──────── Exercise input ────────

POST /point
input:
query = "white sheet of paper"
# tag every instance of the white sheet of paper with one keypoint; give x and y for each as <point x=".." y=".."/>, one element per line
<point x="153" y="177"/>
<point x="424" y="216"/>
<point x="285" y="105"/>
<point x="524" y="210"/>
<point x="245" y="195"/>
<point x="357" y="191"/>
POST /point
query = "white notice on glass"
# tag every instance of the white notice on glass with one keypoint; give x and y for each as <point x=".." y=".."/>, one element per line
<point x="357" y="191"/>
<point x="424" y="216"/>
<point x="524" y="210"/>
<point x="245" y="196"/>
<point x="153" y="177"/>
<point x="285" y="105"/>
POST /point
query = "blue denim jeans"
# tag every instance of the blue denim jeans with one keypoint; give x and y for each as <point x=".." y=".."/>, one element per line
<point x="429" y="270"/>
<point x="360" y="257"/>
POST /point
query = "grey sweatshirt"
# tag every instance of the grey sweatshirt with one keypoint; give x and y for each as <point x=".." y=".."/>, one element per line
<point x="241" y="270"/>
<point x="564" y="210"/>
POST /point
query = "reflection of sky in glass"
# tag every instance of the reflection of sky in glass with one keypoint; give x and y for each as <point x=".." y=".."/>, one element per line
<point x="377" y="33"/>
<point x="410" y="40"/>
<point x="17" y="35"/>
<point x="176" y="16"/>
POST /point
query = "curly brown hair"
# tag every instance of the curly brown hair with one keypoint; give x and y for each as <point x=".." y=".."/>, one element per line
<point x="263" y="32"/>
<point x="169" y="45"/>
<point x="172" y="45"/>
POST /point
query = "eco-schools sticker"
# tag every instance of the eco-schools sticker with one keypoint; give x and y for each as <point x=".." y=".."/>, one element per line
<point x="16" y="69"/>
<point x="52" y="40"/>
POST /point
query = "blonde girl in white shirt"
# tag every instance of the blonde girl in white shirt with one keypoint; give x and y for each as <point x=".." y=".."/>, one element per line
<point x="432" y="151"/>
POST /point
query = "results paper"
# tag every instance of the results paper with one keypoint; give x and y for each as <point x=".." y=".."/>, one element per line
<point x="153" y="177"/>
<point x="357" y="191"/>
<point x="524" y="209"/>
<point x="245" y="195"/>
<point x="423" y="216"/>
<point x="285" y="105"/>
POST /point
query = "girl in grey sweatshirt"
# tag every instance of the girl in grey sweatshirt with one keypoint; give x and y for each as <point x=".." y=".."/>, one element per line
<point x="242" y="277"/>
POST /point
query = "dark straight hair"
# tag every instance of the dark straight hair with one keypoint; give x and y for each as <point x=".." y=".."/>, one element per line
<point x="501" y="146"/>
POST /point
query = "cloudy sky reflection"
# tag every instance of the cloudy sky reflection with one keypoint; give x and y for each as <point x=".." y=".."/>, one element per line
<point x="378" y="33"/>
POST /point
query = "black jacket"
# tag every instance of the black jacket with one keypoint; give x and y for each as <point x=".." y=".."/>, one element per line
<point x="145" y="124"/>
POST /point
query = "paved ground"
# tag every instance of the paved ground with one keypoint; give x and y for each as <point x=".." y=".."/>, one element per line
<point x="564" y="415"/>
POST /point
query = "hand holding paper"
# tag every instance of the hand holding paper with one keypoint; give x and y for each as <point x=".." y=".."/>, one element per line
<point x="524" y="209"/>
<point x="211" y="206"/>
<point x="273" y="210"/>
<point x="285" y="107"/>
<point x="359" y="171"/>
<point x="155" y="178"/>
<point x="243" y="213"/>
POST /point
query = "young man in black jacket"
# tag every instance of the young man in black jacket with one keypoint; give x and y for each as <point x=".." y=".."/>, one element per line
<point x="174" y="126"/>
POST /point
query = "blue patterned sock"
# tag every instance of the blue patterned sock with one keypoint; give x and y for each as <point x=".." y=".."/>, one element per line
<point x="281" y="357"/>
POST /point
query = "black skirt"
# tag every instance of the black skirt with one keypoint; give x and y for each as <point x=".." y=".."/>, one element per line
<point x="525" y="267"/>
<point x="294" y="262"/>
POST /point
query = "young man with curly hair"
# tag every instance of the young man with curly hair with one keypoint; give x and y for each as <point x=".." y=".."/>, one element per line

────────

## Set exercise:
Write the entire listing out again, word for word.

## Full output:
POST /point
input:
query = "white sheet of paper"
# tag every instance of the white sheet of paper with one keypoint; give x and y for each as <point x=".." y=".."/>, one element per line
<point x="153" y="177"/>
<point x="424" y="216"/>
<point x="285" y="105"/>
<point x="524" y="210"/>
<point x="245" y="195"/>
<point x="357" y="191"/>
POST /point
query = "white notice on glass"
# tag every instance of the white notice on glass with one keypoint; give x and y for each as <point x=".." y=".."/>, one element per line
<point x="357" y="191"/>
<point x="424" y="216"/>
<point x="524" y="210"/>
<point x="245" y="196"/>
<point x="153" y="177"/>
<point x="285" y="105"/>
POST /point
query = "blue denim jeans"
# tag every instance of the blue denim jeans with one keypoint; give x and y for each as <point x=".." y=".."/>, one element per line
<point x="429" y="270"/>
<point x="360" y="257"/>
POST /point
query = "grey sweatshirt"
# tag every instance of the grey sweatshirt with one keypoint; give x and y for each as <point x=".." y=".."/>, one element per line
<point x="241" y="270"/>
<point x="564" y="210"/>
POST /point
query = "reflection of sky in glass"
# tag every instance of the reflection of sky in glass with one keypoint; give x and y for each as <point x=".." y=".."/>, one element per line
<point x="377" y="33"/>
<point x="410" y="40"/>
<point x="17" y="35"/>
<point x="176" y="16"/>
POST /point
query = "curly brown hair"
# tag every instance of the curly brown hair with one keypoint; give x and y for each as <point x=".." y=".."/>, one element per line
<point x="263" y="32"/>
<point x="169" y="45"/>
<point x="172" y="45"/>
POST /point
query = "eco-schools sticker"
# tag every instance of the eco-schools sticker with one keypoint; give x and y for each as <point x=".." y=".."/>, one element per line
<point x="16" y="69"/>
<point x="52" y="40"/>
POST /point
query = "blonde girl in white shirt"
# tag every instance of the blonde girl in white shirt with one keypoint; give x and y for each as <point x=".." y=".."/>, one element per line
<point x="432" y="151"/>
POST /point
query = "results paper"
# tag every instance of the results paper with one keypoint; give x and y for each as <point x=".." y=".."/>, one element per line
<point x="153" y="177"/>
<point x="357" y="191"/>
<point x="524" y="209"/>
<point x="245" y="195"/>
<point x="423" y="216"/>
<point x="285" y="105"/>
POST /point
query = "girl in grey sweatshirt"
# tag every instance of the girl in grey sweatshirt with one keypoint; give x and y for each as <point x=".." y=".."/>, one element per line
<point x="242" y="277"/>
POST /point
query = "dark straight hair"
# tag every instance of the dark straight hair with one keypoint; give x and y for each as <point x=".." y=".."/>, one element per line
<point x="501" y="146"/>
POST /point
query = "cloudy sky reflection"
# tag every instance of the cloudy sky reflection with one keypoint; give x and y for each as <point x=".." y=".."/>, one element per line
<point x="378" y="33"/>
POST /point
query = "black jacket"
# tag every instance of the black jacket with one keypoint; give x and y for each as <point x=".." y=".."/>, one element per line
<point x="145" y="124"/>
POST /point
query = "paved ground"
# tag every instance of the paved ground with one keypoint; give x and y for each as <point x=".." y=".."/>, one element per line
<point x="564" y="415"/>
POST /point
query = "hand holding paper"
# tag every instance of the hand holding paper with one keypoint; give x and y for each as <point x=".." y=".."/>, one element per line
<point x="524" y="209"/>
<point x="211" y="206"/>
<point x="273" y="210"/>
<point x="285" y="107"/>
<point x="359" y="171"/>
<point x="155" y="178"/>
<point x="243" y="213"/>
POST /point
query = "young man in black jacket"
# tag every instance of the young man in black jacket with one keypoint; give x and y for each as <point x=".." y=".."/>, one element per line
<point x="174" y="126"/>
POST /point
query = "blue patterned sock"
# tag every instance of the blue patterned sock with one keypoint; give x and y for each as <point x=".." y=".."/>, one element per line
<point x="281" y="357"/>
POST /point
query = "black skirt"
# tag every instance of the black skirt with one keypoint; give x and y for each as <point x=".." y=".."/>, one element per line
<point x="525" y="267"/>
<point x="294" y="262"/>
POST /point
query = "young man with curly hair"
# tag every instance of the young man with curly hair with one keypoint; give x and y for each as <point x=".." y=".."/>, one element per line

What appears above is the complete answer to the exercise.